Reputation: 292
Please can anyone give me the difference between using a Correlated sub-query over a JOIN ? Are they not meant to solve the same problem. Is there a performance Hit over one. I am using SQL server and I tend to use FOR XML PATH('') to select multiple columns that occur in subqueries. Any example to explain the difference will be appreciated.
Upvotes: 0
Views: 3066
Reputation: 18408
"Please can anyone give me the difference between using a Correlated sub-query over a JOIN ? Are they not meant to solve the same problem ?"
No they aren't.
With correlated subqueries, you get an expression for an invocation of either the SEMIJOIN or else the SEMIMINUS of the relational algebra. (Note that I'm talking here of the most typical use of correlated subqueries.)

WRITTEN REQUEST 1: Reproduce the thread on correlated subqueries and joins in full, word for word.
The thread on correlated subqueries has nothing to do with the records.

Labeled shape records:
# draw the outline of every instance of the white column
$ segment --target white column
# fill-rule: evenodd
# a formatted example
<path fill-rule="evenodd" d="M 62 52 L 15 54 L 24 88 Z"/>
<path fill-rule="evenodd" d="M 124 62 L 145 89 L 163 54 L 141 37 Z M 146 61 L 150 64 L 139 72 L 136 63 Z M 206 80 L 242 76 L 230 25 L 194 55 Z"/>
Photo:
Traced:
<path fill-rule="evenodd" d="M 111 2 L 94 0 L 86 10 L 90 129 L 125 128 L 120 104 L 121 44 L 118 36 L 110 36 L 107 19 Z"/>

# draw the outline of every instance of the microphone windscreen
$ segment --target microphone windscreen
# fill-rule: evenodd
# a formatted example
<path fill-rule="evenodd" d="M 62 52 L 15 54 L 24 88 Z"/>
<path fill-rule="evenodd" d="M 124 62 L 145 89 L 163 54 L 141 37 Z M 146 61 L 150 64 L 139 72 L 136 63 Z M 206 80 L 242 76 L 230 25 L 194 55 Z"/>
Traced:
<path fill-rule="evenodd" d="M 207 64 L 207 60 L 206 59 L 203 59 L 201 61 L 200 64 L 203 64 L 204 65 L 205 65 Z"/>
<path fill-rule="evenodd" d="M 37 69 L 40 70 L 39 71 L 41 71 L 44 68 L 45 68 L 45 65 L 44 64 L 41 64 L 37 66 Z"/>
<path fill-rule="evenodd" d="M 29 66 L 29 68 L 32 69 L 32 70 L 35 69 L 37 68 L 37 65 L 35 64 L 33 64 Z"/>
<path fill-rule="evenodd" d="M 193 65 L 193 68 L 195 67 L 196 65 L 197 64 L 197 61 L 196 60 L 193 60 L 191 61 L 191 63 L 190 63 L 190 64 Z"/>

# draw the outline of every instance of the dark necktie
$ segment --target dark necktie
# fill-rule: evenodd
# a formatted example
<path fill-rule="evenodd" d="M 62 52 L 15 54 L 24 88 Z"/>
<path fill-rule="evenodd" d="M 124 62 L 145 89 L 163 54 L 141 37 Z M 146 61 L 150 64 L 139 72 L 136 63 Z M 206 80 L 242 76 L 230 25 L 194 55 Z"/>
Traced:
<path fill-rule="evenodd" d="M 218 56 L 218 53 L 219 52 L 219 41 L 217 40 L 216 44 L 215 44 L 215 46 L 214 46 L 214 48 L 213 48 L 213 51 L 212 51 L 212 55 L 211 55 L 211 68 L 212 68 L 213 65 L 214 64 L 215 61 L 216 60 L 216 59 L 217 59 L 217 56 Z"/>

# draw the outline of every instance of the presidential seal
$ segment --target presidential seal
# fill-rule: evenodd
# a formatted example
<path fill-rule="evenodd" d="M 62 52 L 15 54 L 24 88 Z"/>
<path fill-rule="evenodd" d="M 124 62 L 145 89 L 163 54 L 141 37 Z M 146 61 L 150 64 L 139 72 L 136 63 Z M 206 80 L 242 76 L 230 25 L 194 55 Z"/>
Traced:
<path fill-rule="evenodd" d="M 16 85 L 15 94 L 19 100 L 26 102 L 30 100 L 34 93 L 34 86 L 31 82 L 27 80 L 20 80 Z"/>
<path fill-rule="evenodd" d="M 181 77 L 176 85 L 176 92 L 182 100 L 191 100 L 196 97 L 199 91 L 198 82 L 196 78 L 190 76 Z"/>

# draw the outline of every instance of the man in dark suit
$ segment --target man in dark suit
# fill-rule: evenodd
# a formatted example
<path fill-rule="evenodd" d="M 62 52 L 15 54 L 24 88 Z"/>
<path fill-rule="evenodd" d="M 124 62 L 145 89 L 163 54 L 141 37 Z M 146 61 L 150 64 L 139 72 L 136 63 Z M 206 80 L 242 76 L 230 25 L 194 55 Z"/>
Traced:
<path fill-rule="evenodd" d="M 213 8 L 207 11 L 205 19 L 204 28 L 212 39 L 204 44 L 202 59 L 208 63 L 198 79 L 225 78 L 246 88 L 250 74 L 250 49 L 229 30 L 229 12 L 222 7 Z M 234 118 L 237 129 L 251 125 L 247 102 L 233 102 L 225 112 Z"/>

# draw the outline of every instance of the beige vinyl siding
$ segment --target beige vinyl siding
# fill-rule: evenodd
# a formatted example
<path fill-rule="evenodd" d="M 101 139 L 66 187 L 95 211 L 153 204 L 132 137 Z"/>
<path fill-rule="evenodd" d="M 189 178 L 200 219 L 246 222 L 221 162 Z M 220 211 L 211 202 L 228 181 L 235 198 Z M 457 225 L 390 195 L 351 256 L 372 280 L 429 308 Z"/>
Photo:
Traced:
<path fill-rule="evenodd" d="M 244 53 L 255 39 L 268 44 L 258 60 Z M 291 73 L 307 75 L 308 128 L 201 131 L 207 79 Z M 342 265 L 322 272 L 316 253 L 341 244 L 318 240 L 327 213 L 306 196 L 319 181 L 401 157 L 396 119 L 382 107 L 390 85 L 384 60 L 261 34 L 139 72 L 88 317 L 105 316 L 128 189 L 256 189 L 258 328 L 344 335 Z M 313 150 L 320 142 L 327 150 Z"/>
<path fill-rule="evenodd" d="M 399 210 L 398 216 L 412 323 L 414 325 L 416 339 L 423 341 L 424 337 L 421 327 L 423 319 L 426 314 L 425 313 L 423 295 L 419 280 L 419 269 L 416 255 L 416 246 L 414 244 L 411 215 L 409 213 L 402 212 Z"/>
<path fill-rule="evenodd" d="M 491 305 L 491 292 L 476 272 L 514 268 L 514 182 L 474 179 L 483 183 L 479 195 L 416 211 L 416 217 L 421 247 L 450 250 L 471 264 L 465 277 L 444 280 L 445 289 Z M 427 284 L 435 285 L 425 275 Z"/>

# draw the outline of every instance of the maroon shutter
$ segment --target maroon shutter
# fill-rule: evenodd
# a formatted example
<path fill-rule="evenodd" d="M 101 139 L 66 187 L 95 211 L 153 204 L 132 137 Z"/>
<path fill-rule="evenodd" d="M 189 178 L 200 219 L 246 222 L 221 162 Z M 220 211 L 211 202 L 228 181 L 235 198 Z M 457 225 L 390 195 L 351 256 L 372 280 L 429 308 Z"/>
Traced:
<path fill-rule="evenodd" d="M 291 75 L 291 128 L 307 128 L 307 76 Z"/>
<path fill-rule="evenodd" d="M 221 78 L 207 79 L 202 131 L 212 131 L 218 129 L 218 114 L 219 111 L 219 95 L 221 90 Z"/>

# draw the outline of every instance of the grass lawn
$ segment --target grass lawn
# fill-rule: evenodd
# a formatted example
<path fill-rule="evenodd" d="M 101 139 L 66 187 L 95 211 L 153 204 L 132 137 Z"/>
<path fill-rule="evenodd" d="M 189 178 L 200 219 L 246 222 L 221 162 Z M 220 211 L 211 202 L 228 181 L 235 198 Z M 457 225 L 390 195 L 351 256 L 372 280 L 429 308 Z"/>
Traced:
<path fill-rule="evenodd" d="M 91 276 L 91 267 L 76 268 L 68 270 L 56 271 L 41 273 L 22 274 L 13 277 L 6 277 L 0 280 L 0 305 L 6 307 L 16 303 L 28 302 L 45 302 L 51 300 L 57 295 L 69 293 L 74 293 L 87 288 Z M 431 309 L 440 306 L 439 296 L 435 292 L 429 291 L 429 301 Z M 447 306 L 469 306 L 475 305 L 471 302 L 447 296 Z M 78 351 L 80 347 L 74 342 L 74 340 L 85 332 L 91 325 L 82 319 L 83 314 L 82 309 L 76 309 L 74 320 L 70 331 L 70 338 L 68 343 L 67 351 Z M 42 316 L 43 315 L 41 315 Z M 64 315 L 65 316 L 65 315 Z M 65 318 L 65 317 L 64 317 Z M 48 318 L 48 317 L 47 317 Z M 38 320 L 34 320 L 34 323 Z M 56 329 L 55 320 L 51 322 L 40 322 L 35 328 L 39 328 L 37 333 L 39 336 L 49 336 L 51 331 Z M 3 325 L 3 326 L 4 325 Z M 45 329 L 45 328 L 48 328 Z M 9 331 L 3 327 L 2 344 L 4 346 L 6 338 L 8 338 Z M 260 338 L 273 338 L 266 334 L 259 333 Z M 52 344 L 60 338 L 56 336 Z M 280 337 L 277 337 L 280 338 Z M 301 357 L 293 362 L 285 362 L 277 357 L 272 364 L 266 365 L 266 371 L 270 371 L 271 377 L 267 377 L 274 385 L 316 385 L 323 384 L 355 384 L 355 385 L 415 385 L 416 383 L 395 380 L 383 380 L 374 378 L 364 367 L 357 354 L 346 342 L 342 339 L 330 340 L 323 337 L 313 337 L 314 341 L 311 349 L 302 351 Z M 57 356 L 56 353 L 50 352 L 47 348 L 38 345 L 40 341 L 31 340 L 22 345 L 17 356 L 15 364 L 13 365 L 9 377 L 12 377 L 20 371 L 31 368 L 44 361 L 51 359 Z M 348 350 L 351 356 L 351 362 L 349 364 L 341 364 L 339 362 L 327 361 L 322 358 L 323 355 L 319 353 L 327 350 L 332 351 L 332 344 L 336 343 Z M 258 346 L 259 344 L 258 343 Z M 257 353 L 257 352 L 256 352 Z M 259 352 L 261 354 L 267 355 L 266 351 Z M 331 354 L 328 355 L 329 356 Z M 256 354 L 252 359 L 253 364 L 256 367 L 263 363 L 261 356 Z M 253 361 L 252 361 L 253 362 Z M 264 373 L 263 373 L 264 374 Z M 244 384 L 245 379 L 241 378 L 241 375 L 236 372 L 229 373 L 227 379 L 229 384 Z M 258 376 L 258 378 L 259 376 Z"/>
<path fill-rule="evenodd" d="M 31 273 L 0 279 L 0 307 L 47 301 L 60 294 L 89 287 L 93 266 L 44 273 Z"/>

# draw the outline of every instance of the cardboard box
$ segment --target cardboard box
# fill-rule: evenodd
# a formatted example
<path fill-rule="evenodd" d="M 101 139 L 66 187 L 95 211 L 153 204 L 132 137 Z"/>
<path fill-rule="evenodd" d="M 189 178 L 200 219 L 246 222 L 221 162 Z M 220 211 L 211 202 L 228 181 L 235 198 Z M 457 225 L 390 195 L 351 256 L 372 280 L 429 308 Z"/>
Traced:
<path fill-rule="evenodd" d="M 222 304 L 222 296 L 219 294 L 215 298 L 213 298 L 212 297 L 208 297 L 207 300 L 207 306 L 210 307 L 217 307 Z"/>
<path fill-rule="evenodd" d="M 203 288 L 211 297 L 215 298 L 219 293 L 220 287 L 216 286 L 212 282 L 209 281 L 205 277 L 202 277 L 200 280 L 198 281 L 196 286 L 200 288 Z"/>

WRITTEN REQUEST 2: Starting at the first line of the records and stopping after the line that contains "10 L 90 129", rename "white column" to "stone pillar" and give only those lines, otherwise unchanged.

EXERCISE RESULT 1:
Reputation: 292
Please can anyone give me the difference between using a Correlated sub-query over a JOIN ? Are they not meant to solve the same problem. Is there a performance Hit over one. I am using SQL server and I tend to use FOR XML PATH('') to select multiple columns that occur in subqueries. Any example to explain the difference will be appreciated.
Upvotes: 0
Views: 3066
Reputation: 18408
"Please can anyone give me the difference between using a Correlated sub-query over a JOIN ? Are they not meant to solve the same problem ?"
No they aren't.
With correlated subqueries, you get an expression for an invocation of either the SEMIJOIN or else the SEMIMINUS of the relational algebra. (Note that I'm talking here of the most typical use of correlated subqueries.)

EXERCISE RESULT 2:
# draw the outline of every instance of the stone pillar
$ segment --target stone pillar
# fill-rule: evenodd
# a formatted example
<path fill-rule="evenodd" d="M 62 52 L 15 54 L 24 88 Z"/>
<path fill-rule="evenodd" d="M 124 62 L 145 89 L 163 54 L 141 37 Z M 146 61 L 150 64 L 139 72 L 136 63 Z M 206 80 L 242 76 L 230 25 L 194 55 Z"/>
Photo:
Traced:
<path fill-rule="evenodd" d="M 111 2 L 94 0 L 86 10 L 90 129 L 125 128 L 120 104 L 121 44 L 118 36 L 110 36 L 107 19 Z"/>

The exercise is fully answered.